## start Text section

New York Times political writers Jennifer Steinhauer (left) and Frank Bruni (right) CBS News

Since then, whether loved or despised, it’s become an American staple.

Like many Americans, President Trump’s mother used to make her son meatloaf.

“If you look at Donald Trump’s favorite recipe, which is his mom’s meatloaf… it’s a meatloaf proudly without nuance,” Bruni said. “Whether you’re talking about Trump or any other politician and we have some politicians meatloaves in the book, it is uncanny how much their meatloaves end up saying about them.”

In a rare bipartisan gastronomic display, Democratic Sen. Chuck Schumer and Republican Sen. Susan Collins contributed recipes.

“I really love meatloaf because my mother had this amazing recipe. She was not a very good cook but she made the meatloaf and barbeque chicken so well together,” Schumer said.

“My mother is a wonderful cook and could make anything, but her meatloaf is something that all six of us kids just loved,” Collins said.

Meatloaf can bring people together.

“People say, ‘Time heals all wounds.’ I think meatloaf heals all wounds,” Bruni said.

So what is the future of meatloaf?

## end Text section
## start Task input

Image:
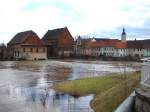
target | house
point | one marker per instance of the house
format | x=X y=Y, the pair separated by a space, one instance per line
x=59 y=42
x=80 y=46
x=146 y=46
x=135 y=48
x=27 y=46
x=120 y=49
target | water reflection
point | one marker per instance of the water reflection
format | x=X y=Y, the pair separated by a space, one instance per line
x=26 y=84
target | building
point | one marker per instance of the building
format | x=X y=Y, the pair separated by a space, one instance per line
x=135 y=48
x=123 y=36
x=27 y=46
x=146 y=46
x=80 y=46
x=3 y=52
x=59 y=42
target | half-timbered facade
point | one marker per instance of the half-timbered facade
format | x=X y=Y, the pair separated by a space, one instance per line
x=27 y=46
x=59 y=42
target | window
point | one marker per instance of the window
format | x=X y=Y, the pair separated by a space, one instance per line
x=24 y=50
x=37 y=49
x=31 y=49
x=43 y=49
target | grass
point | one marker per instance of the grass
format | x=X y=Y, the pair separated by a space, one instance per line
x=109 y=91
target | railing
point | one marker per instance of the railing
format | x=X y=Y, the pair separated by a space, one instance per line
x=145 y=73
x=73 y=108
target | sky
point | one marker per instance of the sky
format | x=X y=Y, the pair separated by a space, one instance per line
x=98 y=18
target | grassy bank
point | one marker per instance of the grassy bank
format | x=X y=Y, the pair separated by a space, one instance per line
x=109 y=91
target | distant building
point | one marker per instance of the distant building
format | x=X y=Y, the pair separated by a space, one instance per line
x=27 y=46
x=123 y=36
x=59 y=42
x=80 y=44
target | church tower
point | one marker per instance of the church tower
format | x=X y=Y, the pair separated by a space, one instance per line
x=123 y=35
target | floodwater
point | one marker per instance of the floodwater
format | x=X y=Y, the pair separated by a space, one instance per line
x=24 y=85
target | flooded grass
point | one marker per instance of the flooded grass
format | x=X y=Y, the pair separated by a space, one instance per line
x=109 y=91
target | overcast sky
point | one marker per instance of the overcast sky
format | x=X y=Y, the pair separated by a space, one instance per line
x=99 y=18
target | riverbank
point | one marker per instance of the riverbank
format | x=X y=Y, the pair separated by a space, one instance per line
x=109 y=91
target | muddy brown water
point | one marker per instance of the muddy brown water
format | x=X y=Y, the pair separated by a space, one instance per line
x=24 y=84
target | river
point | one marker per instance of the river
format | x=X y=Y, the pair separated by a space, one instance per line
x=24 y=85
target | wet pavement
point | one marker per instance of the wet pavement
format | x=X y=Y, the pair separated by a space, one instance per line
x=24 y=84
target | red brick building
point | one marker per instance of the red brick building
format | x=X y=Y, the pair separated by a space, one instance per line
x=59 y=42
x=28 y=46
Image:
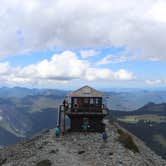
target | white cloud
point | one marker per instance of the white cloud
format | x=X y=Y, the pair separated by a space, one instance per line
x=112 y=59
x=88 y=53
x=61 y=68
x=31 y=25
x=155 y=82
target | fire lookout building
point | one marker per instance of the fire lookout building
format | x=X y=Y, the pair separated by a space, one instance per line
x=86 y=107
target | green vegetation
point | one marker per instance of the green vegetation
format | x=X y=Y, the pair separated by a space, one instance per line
x=44 y=163
x=43 y=103
x=8 y=128
x=160 y=139
x=127 y=141
x=145 y=117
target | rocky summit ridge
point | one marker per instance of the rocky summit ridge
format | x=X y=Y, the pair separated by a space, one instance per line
x=80 y=149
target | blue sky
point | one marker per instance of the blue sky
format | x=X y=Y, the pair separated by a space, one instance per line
x=67 y=45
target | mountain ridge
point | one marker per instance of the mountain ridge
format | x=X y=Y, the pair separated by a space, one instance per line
x=78 y=149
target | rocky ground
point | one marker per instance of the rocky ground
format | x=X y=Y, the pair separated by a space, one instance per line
x=78 y=149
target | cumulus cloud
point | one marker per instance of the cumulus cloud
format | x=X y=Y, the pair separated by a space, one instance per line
x=112 y=59
x=156 y=82
x=31 y=25
x=62 y=68
x=88 y=53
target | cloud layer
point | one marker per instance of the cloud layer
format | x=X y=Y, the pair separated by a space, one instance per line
x=62 y=68
x=31 y=25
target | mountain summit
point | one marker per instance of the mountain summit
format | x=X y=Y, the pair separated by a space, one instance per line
x=81 y=149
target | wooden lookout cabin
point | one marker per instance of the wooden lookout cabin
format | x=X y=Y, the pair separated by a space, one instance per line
x=85 y=107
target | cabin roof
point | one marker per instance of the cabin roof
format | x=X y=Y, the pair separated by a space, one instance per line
x=86 y=91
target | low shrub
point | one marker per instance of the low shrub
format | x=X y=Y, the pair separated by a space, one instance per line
x=127 y=141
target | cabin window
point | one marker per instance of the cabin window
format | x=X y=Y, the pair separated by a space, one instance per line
x=86 y=101
x=97 y=101
x=75 y=100
x=91 y=101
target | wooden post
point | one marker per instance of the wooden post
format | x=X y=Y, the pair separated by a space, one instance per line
x=64 y=121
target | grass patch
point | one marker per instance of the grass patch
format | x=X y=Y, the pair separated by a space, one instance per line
x=44 y=163
x=127 y=141
x=160 y=139
x=146 y=118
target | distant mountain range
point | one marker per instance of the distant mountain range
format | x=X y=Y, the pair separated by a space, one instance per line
x=24 y=112
x=147 y=123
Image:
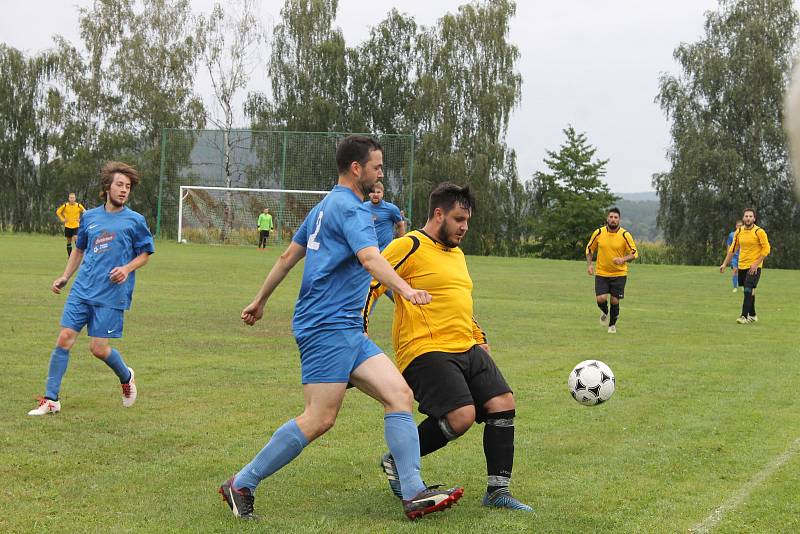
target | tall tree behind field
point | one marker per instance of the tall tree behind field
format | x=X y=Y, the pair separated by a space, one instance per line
x=25 y=125
x=728 y=150
x=307 y=71
x=466 y=88
x=136 y=78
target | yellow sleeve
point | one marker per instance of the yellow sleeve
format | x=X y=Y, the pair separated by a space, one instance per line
x=764 y=241
x=478 y=334
x=395 y=253
x=631 y=244
x=591 y=246
x=735 y=242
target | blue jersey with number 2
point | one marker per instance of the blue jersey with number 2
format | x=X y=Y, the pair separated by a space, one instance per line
x=334 y=284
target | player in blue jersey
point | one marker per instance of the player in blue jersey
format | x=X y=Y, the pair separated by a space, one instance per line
x=735 y=257
x=339 y=244
x=113 y=241
x=387 y=217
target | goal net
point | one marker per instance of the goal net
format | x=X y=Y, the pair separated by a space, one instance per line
x=229 y=215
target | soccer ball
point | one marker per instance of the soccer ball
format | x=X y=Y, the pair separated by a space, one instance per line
x=591 y=382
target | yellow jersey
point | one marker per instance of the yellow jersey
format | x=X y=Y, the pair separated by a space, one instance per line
x=751 y=243
x=610 y=245
x=70 y=214
x=446 y=324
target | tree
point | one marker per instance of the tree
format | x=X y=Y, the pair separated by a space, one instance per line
x=570 y=200
x=231 y=40
x=466 y=87
x=728 y=150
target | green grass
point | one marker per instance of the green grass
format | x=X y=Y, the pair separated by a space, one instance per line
x=702 y=405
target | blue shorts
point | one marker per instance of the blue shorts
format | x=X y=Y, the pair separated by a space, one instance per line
x=101 y=321
x=330 y=356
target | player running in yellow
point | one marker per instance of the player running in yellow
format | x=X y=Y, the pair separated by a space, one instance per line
x=751 y=243
x=69 y=213
x=442 y=352
x=615 y=247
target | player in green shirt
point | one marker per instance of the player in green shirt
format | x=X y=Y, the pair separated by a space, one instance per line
x=264 y=228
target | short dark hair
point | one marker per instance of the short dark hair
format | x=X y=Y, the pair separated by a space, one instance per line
x=446 y=194
x=355 y=148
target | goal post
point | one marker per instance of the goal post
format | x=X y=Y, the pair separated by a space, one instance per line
x=229 y=215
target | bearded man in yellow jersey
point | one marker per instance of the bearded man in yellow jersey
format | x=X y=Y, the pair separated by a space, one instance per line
x=69 y=213
x=615 y=247
x=752 y=244
x=440 y=349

## end Task input

Task list =
A - Filter the rows down to each line containing the string "riverbank", matching case exactly.
B - Carry on the meatloaf article from the point where it stops.
The meatloaf article and the rows come from unrelated sources.

Outputs for the tasks =
A -
target | riverbank
point | one marker per instance of the riverbank

B -
“I think the future of meatloaf maybe is gonna be more on restaurant menus,” Steinhauer said. “It is the ultimate comfort food and I think people just enjoy seeing it.”

“I think you could see, as people become more comfortable with experimenting, as they realize that many of these dishes stretch as far as your imagination can go, I think you’ll see more meatloaf,” Bruni added.

Bruni’s not trying to rebrand meatloaf.

“We want to redeem meatloaf,” he said.

A few tips from Bruni and Steinhauer: Most meatloaves are better cooked on a tray, not in a loaf pan, so you can spoon the juices back over the loaf and it’s easier to slice and serve. Also, meatloaf is great reheated, and sometimes even better on days two or three when the flavors have really had time to sink in and develop.